▶ WHAT YOU WILL DO
Reproduce the whole listing, character for character.

Start of INFORMATION GIVEN

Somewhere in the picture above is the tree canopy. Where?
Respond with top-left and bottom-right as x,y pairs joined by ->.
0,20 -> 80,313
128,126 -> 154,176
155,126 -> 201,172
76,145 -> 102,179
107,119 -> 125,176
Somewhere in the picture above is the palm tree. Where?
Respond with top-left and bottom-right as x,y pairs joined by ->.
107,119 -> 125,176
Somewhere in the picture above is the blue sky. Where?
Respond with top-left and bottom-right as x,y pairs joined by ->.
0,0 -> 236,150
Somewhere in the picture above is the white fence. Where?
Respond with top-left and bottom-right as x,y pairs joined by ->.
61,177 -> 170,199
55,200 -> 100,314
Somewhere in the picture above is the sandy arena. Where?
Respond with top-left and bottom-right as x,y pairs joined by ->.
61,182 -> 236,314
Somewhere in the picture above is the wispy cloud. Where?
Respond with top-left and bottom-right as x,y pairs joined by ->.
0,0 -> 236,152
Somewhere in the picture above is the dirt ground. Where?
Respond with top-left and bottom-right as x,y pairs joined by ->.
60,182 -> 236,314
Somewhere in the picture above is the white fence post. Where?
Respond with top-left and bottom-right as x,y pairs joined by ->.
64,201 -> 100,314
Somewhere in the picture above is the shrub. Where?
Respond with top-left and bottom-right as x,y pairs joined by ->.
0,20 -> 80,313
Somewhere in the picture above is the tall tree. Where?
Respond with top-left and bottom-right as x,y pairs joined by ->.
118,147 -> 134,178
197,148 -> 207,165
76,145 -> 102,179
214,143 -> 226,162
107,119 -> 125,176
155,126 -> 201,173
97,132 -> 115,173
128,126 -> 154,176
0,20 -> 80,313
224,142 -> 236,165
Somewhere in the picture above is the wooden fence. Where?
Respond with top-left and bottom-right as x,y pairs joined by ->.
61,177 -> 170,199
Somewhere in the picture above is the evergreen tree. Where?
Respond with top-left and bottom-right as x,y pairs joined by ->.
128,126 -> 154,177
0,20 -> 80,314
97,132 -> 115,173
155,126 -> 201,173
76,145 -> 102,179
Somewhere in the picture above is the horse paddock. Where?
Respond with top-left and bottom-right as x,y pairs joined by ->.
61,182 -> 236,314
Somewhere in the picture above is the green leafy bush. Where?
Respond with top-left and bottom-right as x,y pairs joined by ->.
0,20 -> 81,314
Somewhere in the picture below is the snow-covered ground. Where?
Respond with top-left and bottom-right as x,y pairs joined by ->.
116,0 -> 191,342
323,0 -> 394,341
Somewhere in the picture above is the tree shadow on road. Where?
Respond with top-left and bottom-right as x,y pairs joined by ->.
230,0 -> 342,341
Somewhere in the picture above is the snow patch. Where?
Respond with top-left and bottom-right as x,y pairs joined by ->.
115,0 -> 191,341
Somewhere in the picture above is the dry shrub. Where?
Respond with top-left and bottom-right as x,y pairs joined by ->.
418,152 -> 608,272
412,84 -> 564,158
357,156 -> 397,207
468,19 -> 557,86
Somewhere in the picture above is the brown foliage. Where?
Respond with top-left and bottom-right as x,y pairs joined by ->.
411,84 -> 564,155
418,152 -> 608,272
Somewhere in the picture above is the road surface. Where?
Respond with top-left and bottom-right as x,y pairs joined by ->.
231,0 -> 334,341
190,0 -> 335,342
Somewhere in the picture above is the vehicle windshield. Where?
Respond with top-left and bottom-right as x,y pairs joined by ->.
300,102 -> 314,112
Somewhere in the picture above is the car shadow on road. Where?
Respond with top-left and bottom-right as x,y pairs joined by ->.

End of INFORMATION GIVEN

▶ RESPONSE TO THIS TASK
Somewhere in the picture above is the tree canopy. Where?
Respond with top-left and bottom-right as x,y pairs joined by ->.
0,20 -> 80,313
128,126 -> 154,176
155,126 -> 201,172
76,145 -> 102,179
107,119 -> 125,176
Somewhere in the picture above is the palm tree. Where?
Respond with top-left and bottom-right as x,y pairs joined by ->.
107,119 -> 125,176
Somewhere in the picture above is the blue sky. Where?
Respond with top-left and bottom-right as x,y pairs joined by ->.
0,0 -> 236,150
Somewhere in the picture above is the white fence. Where?
Respond with top-left and bottom-right as x,y pairs joined by ->.
61,177 -> 170,199
55,200 -> 100,314
Somewhere in the picture above is the sandy arena. Where?
Respond with top-left and bottom-right as x,y pairs joined by ->.
61,182 -> 236,314
Somewhere in the picture above is the wispy cloud. Where?
Respond with top-left and bottom-right as x,y pairs joined by ->.
0,0 -> 236,152
Somewhere in the picture above is the dirt ground. Where?
Respond with top-left and bottom-right as x,y pairs joined by ->.
60,182 -> 236,314
Somewhere in the picture above is the white fence post. Where?
Respond with top-left and bottom-right as x,y pairs joined by ->.
64,201 -> 100,314
Somewhere in the picture above is the shrub. Where?
Respond with top-left and bottom-right as x,y pairs joined by ->.
0,20 -> 80,313
Somewhere in the picture above is the tall tree. Where?
Respond with top-left and bottom-right as x,y pairs joined by ->.
118,147 -> 134,178
197,148 -> 207,165
76,145 -> 102,179
214,143 -> 226,162
107,119 -> 125,176
155,126 -> 201,173
97,132 -> 115,173
128,126 -> 154,176
0,20 -> 80,313
224,142 -> 236,165
Somewhere in the picture above is the wooden fence. Where?
Respond with top-left and bottom-right as x,y pairs joined by ->.
61,177 -> 170,199
Somewhere in the picture above is the evergreen tree. Where?
Respond with top-left and bottom-right as x,y pairs joined by ->.
128,126 -> 154,177
0,20 -> 80,314
97,132 -> 115,173
155,126 -> 201,173
76,145 -> 102,179
Somewhere in the picture above is the horse paddock. Where?
Respond with top-left and bottom-right as x,y pairs joined by ->.
61,182 -> 236,314
Somewhere in the picture above is the green leafy bush. Where?
Respond with top-left and bottom-right as x,y pairs joined by ->.
0,20 -> 81,314
Somewhere in the picture below is the snow-covered ground. Where?
Respond with top-left and bottom-right as x,y pairs joined by ->.
116,0 -> 191,342
323,0 -> 394,341
Somewhere in the picture above is the tree shadow on road. Where?
Respond with top-left and bottom-right as x,y pairs joined by ->.
230,0 -> 342,341
Somewhere in the picture above is the snow patch. Where?
Respond with top-left and bottom-right as x,y pairs joined by ->.
115,0 -> 191,341
Somewhere in the picture above is the dry shrub. Where?
Respond with top-left and bottom-right as x,y pairs joined by ->.
418,152 -> 608,272
412,84 -> 564,158
357,156 -> 397,207
468,19 -> 557,86
Somewhere in the picture above is the brown foliage. Where?
Respond with top-left and bottom-right as x,y pairs joined by ->.
411,84 -> 564,155
418,152 -> 608,272
Somewhere in the picture above is the road surface. Where?
Respond with top-left and bottom-right as x,y pairs joined by ->.
231,0 -> 334,341
190,0 -> 335,342
Somewhere in the picture above is the vehicle windshield. Where?
Respond with top-left and bottom-right as x,y pairs joined by ->.
300,102 -> 314,112
Somewhere in the picture above is the car shadow on road. Where?
Respond with top-left and bottom-right as x,y pairs joined by ->.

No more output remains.